**Task statement**
Since only the total matters, count the lines of these entries containing the word "post" and write that total alone.

[Data entries]
————

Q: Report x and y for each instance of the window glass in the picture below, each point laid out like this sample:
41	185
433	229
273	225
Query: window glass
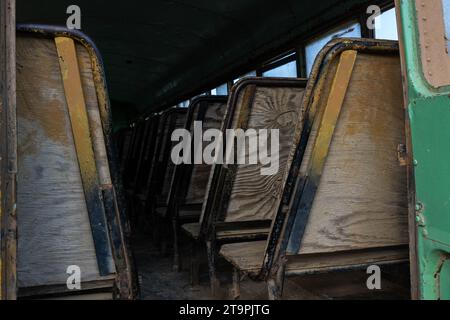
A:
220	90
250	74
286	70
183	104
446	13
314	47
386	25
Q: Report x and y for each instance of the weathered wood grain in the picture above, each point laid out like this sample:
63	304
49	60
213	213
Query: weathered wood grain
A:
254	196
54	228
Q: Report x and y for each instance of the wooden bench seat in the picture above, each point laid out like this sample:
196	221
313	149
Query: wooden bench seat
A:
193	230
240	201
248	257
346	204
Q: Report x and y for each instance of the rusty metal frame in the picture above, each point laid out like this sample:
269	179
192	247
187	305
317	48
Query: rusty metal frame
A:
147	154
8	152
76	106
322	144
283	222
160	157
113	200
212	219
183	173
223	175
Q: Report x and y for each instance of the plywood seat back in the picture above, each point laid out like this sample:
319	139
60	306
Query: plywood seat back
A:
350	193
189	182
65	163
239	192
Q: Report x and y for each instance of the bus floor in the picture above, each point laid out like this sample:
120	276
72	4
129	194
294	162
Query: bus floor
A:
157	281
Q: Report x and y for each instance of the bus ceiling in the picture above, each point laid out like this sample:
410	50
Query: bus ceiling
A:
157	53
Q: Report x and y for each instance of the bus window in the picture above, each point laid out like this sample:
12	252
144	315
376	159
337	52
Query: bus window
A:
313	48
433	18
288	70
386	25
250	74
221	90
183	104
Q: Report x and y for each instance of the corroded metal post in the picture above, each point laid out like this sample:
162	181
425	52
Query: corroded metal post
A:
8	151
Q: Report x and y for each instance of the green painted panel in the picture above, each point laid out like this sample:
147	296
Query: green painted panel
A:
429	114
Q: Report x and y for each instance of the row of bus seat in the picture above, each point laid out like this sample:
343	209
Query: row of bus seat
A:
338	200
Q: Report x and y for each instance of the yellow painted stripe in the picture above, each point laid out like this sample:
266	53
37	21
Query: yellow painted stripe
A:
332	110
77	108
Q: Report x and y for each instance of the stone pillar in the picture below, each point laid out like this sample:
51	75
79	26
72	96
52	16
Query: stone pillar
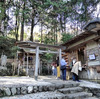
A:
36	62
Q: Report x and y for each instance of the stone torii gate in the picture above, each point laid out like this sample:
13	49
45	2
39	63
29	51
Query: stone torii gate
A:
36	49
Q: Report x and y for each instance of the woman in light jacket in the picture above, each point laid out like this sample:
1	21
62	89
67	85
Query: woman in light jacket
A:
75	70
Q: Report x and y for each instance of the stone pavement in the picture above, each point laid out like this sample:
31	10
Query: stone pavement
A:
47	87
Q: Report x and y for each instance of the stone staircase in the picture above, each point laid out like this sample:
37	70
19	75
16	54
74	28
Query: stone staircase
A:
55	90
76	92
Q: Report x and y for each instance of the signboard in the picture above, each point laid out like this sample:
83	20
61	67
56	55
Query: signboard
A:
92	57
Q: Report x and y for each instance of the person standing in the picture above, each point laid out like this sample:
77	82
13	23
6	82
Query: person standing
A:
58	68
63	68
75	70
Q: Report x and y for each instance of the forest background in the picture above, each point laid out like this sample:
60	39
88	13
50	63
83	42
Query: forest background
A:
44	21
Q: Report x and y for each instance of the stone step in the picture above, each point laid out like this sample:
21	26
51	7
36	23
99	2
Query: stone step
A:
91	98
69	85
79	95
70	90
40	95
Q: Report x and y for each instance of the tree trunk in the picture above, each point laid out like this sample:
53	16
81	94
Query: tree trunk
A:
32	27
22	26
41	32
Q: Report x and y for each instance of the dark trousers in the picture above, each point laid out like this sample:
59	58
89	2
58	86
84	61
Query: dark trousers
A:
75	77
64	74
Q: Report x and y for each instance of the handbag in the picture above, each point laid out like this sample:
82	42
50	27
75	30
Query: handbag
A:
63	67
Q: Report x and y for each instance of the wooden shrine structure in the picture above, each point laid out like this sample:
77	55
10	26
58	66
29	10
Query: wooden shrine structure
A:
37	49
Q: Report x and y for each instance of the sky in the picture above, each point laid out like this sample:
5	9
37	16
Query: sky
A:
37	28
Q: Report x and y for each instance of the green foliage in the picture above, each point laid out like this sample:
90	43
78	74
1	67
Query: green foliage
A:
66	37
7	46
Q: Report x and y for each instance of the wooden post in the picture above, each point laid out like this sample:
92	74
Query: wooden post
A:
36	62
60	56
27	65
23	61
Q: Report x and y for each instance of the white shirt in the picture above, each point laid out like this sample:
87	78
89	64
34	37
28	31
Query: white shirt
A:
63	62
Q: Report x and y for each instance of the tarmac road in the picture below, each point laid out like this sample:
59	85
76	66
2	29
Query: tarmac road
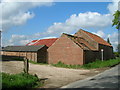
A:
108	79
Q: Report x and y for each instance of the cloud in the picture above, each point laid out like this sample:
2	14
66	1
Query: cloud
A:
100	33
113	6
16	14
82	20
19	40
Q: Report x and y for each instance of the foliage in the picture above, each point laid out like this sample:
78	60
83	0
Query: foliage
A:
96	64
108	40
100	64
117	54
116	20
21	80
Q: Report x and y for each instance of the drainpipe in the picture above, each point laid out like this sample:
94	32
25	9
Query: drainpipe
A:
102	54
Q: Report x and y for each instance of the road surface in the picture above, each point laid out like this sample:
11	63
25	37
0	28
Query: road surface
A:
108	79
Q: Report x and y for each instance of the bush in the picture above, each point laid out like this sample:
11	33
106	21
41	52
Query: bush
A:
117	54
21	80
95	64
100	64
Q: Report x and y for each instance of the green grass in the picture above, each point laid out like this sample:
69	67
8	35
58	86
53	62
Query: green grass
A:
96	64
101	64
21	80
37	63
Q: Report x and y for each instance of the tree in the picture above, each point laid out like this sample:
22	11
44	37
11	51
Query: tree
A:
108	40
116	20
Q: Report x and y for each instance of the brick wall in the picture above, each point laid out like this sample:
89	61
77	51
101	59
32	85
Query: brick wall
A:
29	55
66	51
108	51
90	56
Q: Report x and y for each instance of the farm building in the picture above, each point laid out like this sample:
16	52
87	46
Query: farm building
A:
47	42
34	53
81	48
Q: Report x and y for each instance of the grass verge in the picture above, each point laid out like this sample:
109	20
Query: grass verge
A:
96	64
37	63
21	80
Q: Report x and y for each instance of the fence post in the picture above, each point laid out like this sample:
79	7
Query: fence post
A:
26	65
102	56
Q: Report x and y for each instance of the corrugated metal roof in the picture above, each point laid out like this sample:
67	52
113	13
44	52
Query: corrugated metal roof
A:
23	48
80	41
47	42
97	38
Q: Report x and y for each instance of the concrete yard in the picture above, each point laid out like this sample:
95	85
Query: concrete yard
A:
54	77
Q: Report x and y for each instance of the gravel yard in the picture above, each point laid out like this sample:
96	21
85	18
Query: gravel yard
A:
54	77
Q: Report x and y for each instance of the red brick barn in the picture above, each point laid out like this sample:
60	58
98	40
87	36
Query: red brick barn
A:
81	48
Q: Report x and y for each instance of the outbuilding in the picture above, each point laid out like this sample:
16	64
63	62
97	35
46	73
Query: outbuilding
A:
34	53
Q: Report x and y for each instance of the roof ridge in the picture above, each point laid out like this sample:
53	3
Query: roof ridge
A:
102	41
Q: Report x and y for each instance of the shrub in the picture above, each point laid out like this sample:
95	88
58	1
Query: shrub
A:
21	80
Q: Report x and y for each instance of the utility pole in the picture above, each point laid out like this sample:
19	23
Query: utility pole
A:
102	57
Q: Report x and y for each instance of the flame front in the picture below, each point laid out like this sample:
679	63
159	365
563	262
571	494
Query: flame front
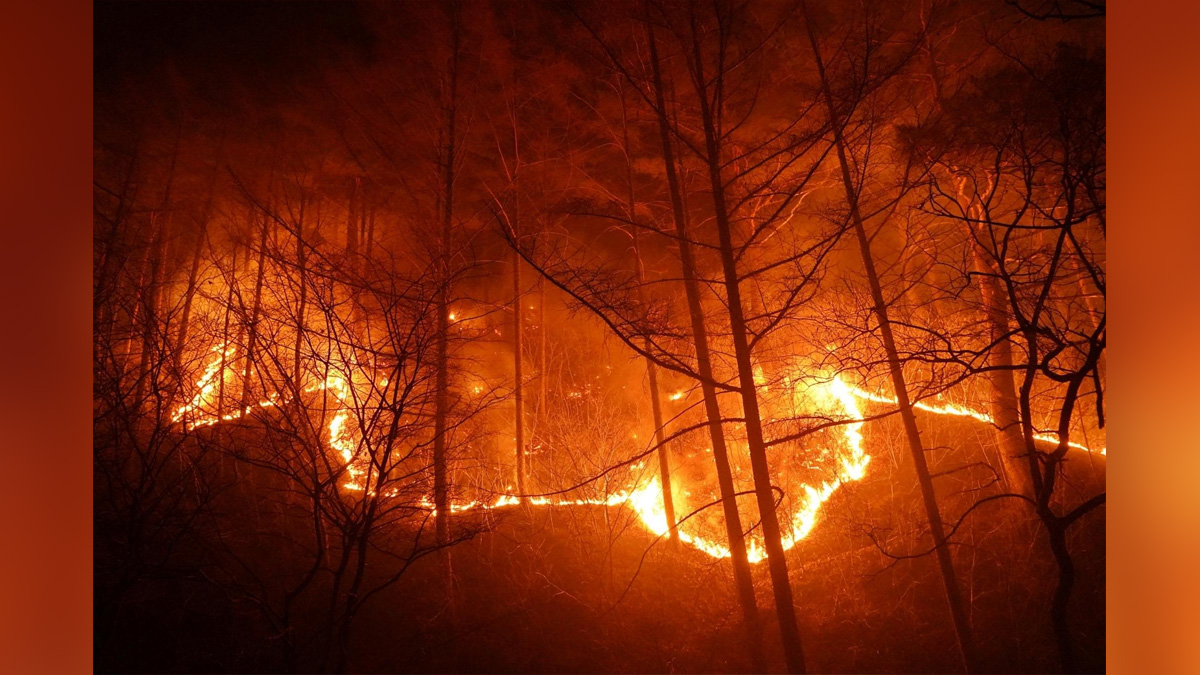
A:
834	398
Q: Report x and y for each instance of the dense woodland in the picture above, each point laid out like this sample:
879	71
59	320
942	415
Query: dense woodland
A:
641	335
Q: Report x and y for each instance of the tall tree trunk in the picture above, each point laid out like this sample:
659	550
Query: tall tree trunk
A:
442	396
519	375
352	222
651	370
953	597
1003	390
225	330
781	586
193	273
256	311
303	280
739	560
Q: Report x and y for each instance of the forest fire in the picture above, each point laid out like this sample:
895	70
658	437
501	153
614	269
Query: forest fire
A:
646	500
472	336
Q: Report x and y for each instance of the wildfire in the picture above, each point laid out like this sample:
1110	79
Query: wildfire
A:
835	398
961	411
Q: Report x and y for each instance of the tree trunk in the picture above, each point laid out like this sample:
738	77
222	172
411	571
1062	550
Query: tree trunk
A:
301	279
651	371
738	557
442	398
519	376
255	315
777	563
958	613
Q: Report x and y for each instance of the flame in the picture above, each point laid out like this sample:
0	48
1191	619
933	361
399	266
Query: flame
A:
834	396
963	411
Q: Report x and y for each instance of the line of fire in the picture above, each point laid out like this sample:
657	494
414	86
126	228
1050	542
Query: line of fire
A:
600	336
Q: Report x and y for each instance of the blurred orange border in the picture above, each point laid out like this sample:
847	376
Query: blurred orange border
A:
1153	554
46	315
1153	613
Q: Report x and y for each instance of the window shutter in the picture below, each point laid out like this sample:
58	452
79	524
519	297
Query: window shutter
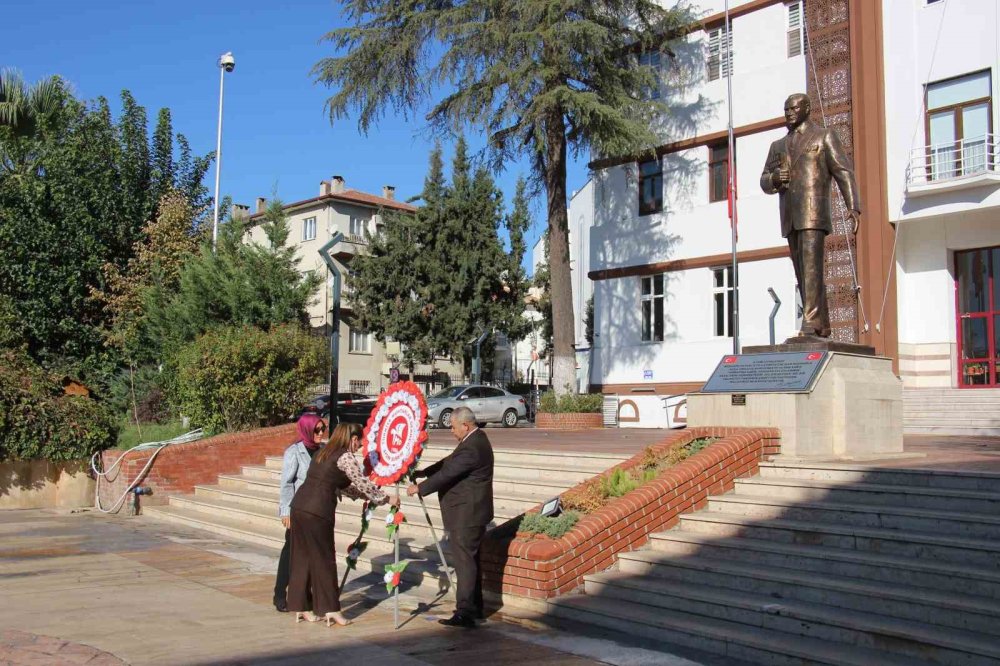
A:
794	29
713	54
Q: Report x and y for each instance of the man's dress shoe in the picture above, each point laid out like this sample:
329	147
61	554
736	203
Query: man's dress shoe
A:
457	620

————

**Finished task**
6